• [TEXTE À LIRE]
++++++++

Au Cameroun, La saison des prunes est un temps, cyclique, durant lequel le safoutier donne aux hommes sa richesse, le safou, trop longtemps attendue durant le reste de l’année. Dés lors, les hommes et les femmes s’enorgueillissent de plaisir devant ce fruit qui emplit les rues et les panses. Pour Patrice Nganang, il s’agit également d’un moment dans l’histoire où le Cameroun fit des choix décisif pour le destin de son pays. Il correspond à ces moments de flottement dans la vie d’une nation où le choix des hommes dessine l’avenir et ce pour des dizaines d’années. « Ah, sa saison si brève me rappelle toujours le temps où notre pays avait découvert, sinon le nœud de sa propre violence, plutôt celle du monde, et pour y répondre, avait jeté dans les routes du désert ses fils qu’on nommait alors tirailleurs sénégalais, comme les revendeuses jettent le soir les prunes qu’elles n’ont pu livrer à la braise.»
Avec La saison des prunes, Patrice Nganang livre un roman symphonique tant par son style d’écriture que par les vies multiples qui s’entrecroisent en son sein. A la manière du regretté Kourama, l’auteur s’attache à une écriture classique en versant, parfois, dans un style plus familier. Maniant les métaphores, il donne, ainsi, à son roman une tonalité singulière adaptant sa plume à ses descriptions ou aux humeurs de ses personnages.
Personnage réel et fictif vont s’entrecroiser dans ce roman prenant pour origine l’arrivée du colonel Leclerc au Cameroun en 1940. Ainsi, du futur dirigeant indépendantiste Ruben Um Nyobé au poète francophone Louis-Marie Pouka en passant par Jacques Massu, l’auteur s’appuie sur des réalités historiques pour, ensuite, laisser libre cours à son imagination. Le récit débute par le retour dans son village natal, Edea, du poète Pouka. Ce dernier revient avec la forte volonté de créer «un cénacle de foret» où les participants partiraient à la découverte de poètes tels Mallarmé ou Hugo. Néanmoins, les événements vont contrarier ses plans. L’assimilation dans l’armée française des hommes volontaires va vider le village de ses forces vives.
Dès lors, le roman va se diviser entre les turpitudes de la vie au village et les péripéties de ces hommes engagés auprès de la France Libre.
En 1940, De Gaulle est seul à Londres. La France et les colonies sont vichystes « S’il est en fuite, il n’a qu’a venir à Edea, nous le cacherons dans la foret. Nous allons le nourrir nous-mêmes aux plantains brûlés avec des prunes » affirme sans ciller une habitante d’Edea. C’est d’abord grâce au courage et à la ténacité de ces premiers combattants, abandonnant les leurs pour des contrées lointaines, qu’il pourra se présenter, cinq ans plus tard, comme le sauveur de la France Libre. Cette aventure humaine prend les noms d’Hegba le boxeur attaché aux bienfaits de sa hache, Bilong fantasmant sur le corps de Nguet ou encore Philotée. Tous partirent avec l’illusion de découvrir Paris. La plupart périront dans les mirages du désert libyen avant même d’avoir traversé la Méditerranée. Les plus chanceux se verront écartés de la « photo de famille » lors de la marche victorieuse sur les Champs Élysée après la Libération de Paris.

++++++++

• [MATÉRIEL FOURNI]

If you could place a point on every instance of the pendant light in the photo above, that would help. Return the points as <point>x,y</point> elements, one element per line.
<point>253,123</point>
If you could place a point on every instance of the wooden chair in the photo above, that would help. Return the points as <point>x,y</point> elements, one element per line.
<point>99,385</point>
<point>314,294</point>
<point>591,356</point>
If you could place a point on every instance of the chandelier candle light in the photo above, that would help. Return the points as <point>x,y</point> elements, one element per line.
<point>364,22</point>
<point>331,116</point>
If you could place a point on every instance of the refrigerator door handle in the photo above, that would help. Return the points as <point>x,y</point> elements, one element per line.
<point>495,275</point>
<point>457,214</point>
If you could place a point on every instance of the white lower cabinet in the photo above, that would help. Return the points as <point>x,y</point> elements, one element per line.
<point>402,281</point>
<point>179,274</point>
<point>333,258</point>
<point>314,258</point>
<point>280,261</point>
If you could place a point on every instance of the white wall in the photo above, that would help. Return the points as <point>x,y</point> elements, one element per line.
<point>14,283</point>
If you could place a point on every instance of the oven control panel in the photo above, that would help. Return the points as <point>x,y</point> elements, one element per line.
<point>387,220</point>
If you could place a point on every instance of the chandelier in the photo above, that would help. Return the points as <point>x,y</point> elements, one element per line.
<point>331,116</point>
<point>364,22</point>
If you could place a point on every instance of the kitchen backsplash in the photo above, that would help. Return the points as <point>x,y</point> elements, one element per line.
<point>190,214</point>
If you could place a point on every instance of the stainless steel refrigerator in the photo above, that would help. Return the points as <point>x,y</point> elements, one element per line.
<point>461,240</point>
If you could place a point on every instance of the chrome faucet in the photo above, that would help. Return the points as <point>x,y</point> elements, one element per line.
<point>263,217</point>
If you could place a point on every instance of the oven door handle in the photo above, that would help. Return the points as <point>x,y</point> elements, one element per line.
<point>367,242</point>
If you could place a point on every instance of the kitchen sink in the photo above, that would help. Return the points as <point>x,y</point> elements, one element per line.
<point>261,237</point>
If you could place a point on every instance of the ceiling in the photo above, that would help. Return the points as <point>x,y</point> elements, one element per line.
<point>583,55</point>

++++++++

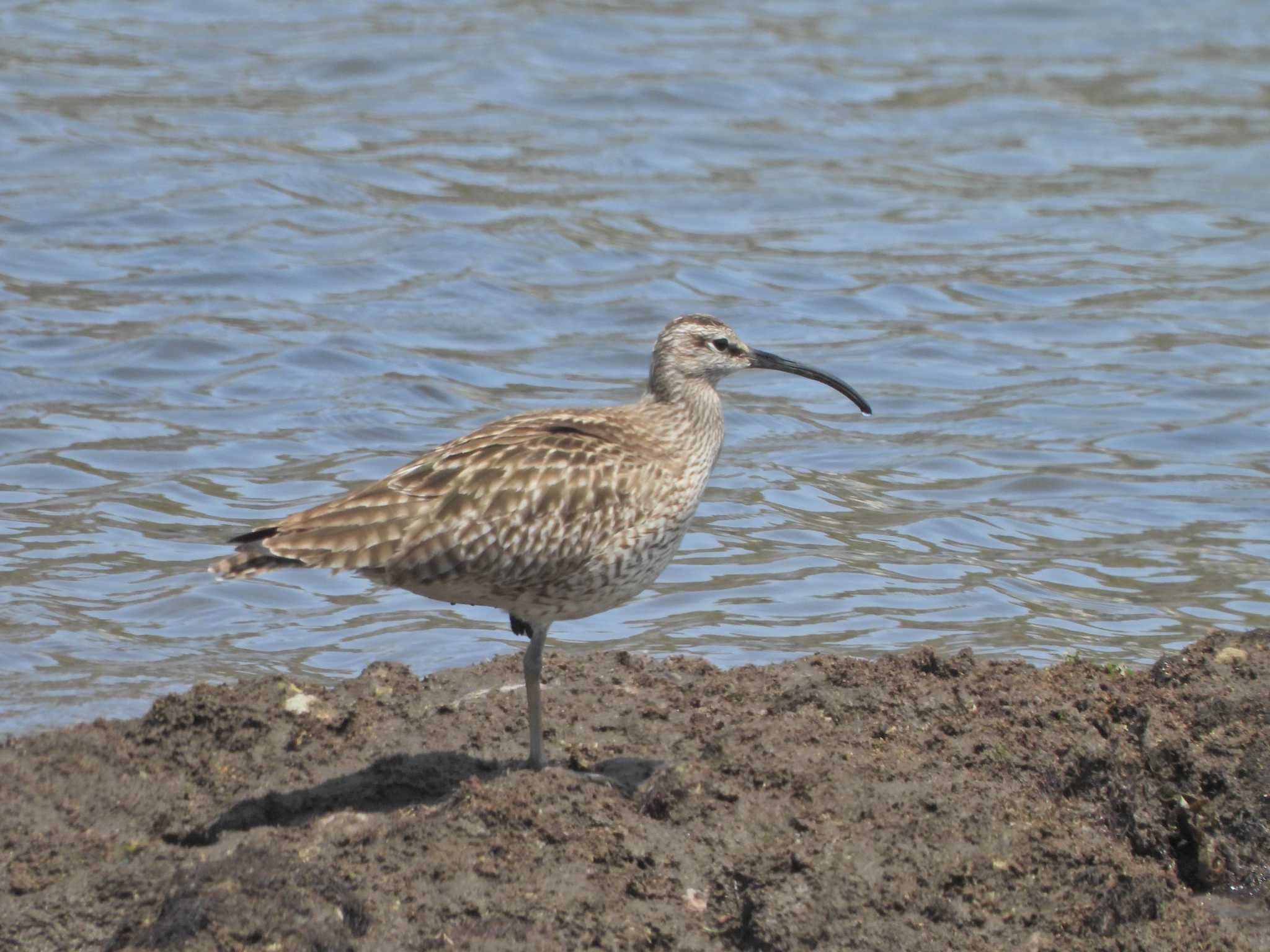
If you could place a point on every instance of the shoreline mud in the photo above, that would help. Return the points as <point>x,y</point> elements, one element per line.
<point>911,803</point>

++++++++

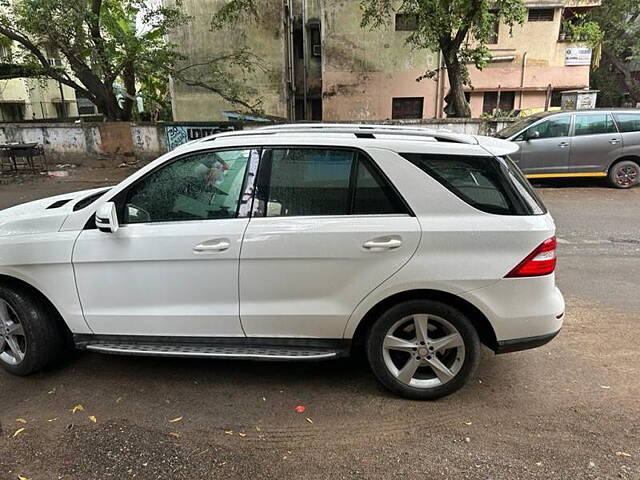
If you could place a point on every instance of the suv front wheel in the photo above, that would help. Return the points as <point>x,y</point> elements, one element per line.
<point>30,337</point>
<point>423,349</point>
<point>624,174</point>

++++++++

• [TRAVAIL DEMANDÉ]
1 - Recopiez sans rien changer, dans le texte sur La saison des prunes, le passage qui va de « Avec La saison » jusqu'à « de ses personnages. ».
2 - Faites un résumé du texte sur La saison des prunes en deux phrases.
3 - D'après le texte sur La saison des prunes, dans quel village natal le poète Pouka revient-il au début du récit ?

• [CORRIGÉ]
1 -
Avec La saison des prunes, Patrice Nganang livre un roman symphonique tant par son style d’écriture que par les vies multiples qui s’entrecroisent en son sein. A la manière du regretté Kourama, l’auteur s’attache à une écriture classique en versant, parfois, dans un style plus familier. Maniant les métaphores, il donne, ainsi, à son roman une tonalité singulière adaptant sa plume à ses descriptions ou aux humeurs de ses personnages.

2 - Dans La saison des prunes, Patrice Nganang mêle personnages réels et fictifs à partir de l'arrivée du colonel Leclerc au Cameroun en 1940, et le récit s'ouvre sur le retour du poète Pouka dans son village natal, Edea. L'engagement des hommes volontaires dans l'armée française vide le village de ses forces vives, et la plupart de ces combattants de la France Libre périront dans le désert libyen avant même d'avoir traversé la Méditerranée.

3 - Il revient à Edea.